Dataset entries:
━━━

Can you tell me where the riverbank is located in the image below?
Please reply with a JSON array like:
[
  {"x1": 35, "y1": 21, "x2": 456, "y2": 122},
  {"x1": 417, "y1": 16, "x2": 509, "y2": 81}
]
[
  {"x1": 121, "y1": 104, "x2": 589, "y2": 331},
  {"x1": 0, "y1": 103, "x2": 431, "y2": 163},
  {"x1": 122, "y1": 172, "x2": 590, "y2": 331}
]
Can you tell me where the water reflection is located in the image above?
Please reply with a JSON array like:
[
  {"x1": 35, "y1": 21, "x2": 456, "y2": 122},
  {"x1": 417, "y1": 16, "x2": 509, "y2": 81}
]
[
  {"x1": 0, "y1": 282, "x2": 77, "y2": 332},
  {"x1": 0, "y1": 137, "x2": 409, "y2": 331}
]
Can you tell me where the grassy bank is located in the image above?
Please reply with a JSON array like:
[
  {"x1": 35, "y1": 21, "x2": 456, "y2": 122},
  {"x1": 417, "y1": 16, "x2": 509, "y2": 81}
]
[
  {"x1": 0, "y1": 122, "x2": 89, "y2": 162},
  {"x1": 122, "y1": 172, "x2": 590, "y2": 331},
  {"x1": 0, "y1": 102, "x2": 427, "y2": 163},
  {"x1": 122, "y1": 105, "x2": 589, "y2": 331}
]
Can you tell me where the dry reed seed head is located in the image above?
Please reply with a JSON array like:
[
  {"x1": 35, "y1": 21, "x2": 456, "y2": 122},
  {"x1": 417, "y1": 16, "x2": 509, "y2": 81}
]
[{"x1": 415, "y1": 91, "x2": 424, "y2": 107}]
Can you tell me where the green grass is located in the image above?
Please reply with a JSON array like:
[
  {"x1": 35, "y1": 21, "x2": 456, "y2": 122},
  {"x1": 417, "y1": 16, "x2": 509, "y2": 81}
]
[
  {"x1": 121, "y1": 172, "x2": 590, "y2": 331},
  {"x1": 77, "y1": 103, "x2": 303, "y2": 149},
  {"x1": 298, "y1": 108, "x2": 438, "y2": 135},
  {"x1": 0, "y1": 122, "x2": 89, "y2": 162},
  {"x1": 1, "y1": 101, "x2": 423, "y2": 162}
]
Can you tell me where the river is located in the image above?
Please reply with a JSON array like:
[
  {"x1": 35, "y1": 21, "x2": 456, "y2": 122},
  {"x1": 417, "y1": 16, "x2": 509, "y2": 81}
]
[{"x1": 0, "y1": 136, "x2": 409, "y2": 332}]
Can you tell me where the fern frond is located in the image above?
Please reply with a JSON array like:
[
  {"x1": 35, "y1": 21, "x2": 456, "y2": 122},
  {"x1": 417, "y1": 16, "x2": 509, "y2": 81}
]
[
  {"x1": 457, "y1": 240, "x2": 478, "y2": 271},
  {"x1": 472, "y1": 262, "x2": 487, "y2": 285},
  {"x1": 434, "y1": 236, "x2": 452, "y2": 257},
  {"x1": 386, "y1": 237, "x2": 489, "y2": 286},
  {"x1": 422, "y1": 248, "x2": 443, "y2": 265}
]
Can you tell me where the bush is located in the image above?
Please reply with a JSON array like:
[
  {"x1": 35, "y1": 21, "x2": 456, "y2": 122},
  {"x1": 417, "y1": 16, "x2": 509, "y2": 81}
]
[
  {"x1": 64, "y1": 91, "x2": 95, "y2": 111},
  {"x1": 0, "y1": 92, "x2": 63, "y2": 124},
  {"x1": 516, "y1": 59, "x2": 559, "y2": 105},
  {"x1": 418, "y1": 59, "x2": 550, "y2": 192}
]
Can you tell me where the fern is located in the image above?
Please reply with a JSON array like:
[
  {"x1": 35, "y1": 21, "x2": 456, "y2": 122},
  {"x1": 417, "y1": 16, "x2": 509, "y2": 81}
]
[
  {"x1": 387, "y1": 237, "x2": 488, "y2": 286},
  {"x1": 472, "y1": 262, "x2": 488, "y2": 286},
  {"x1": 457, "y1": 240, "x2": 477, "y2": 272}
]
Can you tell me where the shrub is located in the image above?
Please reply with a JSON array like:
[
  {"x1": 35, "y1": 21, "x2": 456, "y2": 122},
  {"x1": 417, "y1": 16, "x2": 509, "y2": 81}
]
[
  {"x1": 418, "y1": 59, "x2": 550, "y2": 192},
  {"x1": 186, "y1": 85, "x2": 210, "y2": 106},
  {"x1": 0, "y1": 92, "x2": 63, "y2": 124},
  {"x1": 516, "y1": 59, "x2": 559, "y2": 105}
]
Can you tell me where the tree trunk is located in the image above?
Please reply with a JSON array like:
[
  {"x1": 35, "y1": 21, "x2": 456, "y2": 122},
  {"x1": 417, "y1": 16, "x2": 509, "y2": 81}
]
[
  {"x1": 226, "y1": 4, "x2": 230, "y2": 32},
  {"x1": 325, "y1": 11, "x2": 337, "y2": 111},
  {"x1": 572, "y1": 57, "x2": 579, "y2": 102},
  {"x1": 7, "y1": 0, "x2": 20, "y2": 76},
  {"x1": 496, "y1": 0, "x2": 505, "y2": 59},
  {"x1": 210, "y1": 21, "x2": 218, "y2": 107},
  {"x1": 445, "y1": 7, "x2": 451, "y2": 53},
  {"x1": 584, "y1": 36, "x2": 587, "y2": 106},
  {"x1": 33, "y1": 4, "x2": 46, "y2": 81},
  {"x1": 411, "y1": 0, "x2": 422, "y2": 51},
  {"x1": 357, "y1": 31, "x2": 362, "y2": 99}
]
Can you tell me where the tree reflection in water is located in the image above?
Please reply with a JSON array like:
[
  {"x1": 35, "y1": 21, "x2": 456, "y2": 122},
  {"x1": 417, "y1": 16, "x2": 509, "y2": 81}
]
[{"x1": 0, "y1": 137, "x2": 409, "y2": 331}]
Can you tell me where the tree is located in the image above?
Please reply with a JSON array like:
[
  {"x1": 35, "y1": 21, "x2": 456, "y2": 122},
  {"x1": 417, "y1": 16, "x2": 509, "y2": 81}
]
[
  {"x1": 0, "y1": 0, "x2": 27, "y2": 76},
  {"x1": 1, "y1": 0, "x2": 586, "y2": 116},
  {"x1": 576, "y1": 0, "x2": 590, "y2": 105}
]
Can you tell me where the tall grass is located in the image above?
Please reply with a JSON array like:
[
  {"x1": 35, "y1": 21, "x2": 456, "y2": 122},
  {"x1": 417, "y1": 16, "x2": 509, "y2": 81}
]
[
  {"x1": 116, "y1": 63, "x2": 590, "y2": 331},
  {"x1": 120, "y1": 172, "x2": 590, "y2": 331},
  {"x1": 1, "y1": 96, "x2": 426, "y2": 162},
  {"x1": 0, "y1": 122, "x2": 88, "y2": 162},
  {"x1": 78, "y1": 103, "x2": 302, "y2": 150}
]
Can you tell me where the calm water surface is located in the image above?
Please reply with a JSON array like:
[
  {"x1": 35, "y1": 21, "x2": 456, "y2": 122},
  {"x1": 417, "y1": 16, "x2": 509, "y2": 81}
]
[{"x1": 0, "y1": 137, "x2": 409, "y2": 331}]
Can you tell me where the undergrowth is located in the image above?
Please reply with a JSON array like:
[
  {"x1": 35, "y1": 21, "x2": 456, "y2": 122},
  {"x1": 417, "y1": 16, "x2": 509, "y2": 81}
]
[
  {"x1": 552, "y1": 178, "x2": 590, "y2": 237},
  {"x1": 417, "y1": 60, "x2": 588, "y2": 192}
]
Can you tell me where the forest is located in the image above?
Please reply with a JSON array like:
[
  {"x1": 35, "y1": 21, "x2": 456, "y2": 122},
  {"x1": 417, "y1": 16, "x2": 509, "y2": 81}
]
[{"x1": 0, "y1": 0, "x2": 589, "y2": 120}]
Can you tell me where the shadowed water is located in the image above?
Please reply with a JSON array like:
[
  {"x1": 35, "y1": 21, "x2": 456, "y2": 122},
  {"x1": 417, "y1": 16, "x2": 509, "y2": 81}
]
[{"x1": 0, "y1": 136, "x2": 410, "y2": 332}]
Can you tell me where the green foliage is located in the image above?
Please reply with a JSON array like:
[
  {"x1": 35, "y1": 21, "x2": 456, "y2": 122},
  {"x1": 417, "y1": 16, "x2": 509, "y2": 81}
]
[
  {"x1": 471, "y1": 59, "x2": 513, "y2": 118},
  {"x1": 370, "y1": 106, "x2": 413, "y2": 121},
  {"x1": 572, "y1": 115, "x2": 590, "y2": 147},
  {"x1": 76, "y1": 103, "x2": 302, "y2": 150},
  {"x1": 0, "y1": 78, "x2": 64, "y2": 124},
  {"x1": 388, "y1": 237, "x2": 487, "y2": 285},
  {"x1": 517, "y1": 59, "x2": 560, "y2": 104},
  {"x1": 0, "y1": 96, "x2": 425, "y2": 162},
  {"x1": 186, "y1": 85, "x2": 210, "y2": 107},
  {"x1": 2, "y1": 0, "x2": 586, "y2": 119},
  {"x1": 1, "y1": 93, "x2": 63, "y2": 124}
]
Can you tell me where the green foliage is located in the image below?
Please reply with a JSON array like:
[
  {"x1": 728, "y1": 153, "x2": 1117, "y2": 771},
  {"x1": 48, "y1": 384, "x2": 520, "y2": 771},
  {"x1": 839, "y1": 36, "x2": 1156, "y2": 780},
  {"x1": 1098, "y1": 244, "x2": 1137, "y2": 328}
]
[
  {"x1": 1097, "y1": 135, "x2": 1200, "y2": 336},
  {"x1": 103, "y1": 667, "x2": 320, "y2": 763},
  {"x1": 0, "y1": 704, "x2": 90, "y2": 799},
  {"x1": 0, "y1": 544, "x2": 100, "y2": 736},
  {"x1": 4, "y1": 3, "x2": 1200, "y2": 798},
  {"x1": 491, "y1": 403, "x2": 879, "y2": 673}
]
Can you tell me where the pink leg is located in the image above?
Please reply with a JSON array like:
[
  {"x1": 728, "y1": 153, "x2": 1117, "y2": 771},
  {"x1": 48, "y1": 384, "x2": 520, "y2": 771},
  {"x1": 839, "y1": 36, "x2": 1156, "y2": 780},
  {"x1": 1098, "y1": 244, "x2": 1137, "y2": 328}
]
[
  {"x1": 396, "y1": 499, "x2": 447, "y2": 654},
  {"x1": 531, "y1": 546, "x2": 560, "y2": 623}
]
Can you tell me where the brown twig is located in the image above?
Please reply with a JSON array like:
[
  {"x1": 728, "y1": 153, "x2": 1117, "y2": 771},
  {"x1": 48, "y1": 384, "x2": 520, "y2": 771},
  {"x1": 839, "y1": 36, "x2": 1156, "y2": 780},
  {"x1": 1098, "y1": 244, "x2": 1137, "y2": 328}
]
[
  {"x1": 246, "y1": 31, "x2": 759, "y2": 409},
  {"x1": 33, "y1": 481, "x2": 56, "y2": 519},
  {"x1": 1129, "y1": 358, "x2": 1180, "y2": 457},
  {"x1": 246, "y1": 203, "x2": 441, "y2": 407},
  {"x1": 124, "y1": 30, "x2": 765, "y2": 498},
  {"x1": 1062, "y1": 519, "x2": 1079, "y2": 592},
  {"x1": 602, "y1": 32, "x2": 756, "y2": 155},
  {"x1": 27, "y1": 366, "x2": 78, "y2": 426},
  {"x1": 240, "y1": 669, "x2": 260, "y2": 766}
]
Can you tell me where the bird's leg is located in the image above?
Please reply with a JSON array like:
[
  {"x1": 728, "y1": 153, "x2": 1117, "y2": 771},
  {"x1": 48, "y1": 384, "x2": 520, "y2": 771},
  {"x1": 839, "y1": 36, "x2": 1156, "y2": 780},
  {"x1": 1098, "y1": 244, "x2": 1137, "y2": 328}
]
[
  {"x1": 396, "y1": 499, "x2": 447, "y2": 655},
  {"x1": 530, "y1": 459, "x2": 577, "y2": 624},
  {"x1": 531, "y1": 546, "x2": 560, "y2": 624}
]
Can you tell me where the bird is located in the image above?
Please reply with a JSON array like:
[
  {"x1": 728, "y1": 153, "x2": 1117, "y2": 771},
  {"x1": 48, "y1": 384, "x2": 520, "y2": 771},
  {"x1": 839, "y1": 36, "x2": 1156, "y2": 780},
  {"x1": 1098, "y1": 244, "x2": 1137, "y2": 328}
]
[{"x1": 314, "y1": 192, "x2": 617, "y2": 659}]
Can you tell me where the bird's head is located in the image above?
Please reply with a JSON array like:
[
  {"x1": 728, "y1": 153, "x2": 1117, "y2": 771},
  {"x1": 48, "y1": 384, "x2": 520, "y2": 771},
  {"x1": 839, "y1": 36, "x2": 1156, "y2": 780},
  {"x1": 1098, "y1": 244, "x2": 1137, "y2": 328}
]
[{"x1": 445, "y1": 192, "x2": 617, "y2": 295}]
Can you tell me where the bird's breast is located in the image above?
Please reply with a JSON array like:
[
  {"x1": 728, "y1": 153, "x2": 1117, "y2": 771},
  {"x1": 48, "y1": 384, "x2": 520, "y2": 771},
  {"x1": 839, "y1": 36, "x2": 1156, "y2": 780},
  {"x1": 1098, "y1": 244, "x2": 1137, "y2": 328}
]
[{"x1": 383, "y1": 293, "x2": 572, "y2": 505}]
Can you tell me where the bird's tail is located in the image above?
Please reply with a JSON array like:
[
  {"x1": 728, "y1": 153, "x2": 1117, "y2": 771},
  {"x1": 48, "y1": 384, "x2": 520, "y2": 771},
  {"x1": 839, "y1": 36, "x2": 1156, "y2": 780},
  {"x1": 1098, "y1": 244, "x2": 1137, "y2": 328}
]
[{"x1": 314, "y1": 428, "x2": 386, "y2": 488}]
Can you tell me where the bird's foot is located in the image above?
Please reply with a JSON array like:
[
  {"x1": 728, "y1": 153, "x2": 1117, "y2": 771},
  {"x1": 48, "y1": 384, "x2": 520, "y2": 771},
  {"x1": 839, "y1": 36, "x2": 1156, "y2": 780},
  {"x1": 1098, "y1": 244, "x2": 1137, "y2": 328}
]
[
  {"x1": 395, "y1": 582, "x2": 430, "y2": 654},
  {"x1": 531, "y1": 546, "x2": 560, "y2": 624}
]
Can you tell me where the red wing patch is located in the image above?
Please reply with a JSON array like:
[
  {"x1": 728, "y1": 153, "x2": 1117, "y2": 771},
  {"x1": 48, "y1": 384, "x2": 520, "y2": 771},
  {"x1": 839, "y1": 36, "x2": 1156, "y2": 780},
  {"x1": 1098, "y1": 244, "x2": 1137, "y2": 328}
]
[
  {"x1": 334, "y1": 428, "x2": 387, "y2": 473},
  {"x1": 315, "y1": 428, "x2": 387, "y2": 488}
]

━━━

## Work instructions
Using the records above, gather all lines where the string "reflection" is present.

## Reply to the exercise
Can you tell me where the water reflection is located in the image above?
Can you tell me where the tree reflection in water is located in the image above?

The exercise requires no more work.